Entries for bounding box labeling ▸
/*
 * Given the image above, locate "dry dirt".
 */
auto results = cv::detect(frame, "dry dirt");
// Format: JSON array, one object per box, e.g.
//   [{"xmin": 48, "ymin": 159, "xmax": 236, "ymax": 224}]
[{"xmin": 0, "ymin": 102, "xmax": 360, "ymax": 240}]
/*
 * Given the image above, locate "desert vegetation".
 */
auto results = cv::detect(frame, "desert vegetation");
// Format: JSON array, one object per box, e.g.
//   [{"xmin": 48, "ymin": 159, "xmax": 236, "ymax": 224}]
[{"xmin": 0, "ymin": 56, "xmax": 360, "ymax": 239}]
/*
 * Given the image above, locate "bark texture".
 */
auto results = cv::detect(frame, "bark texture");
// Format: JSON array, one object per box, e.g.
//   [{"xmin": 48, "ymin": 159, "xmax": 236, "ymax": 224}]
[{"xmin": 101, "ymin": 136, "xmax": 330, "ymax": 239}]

Task instructions ▸ Reproduce all of the material above, swapping each occurrence of "locate" for "find" and keeping everything else unchanged.

Solution for this problem ▸
/*
 * Given the image above, find "dry dirt".
 */
auto results = cv::detect(frame, "dry dirt");
// Format: JSON array, one object per box, e.g.
//   [{"xmin": 48, "ymin": 159, "xmax": 236, "ymax": 224}]
[{"xmin": 0, "ymin": 102, "xmax": 360, "ymax": 240}]
/*
 * Given the image above, find "desert vegetation".
 */
auto results = cv::detect(frame, "desert vegetation");
// Format: JSON array, one object per box, e.g.
//   [{"xmin": 48, "ymin": 159, "xmax": 236, "ymax": 224}]
[{"xmin": 0, "ymin": 56, "xmax": 360, "ymax": 239}]
/*
 * Given the image above, find "bark texture".
 */
auto results = cv::detect(frame, "bark texture");
// Format: JSON array, one object per box, e.g.
//   [{"xmin": 48, "ymin": 159, "xmax": 236, "ymax": 224}]
[{"xmin": 101, "ymin": 136, "xmax": 330, "ymax": 239}]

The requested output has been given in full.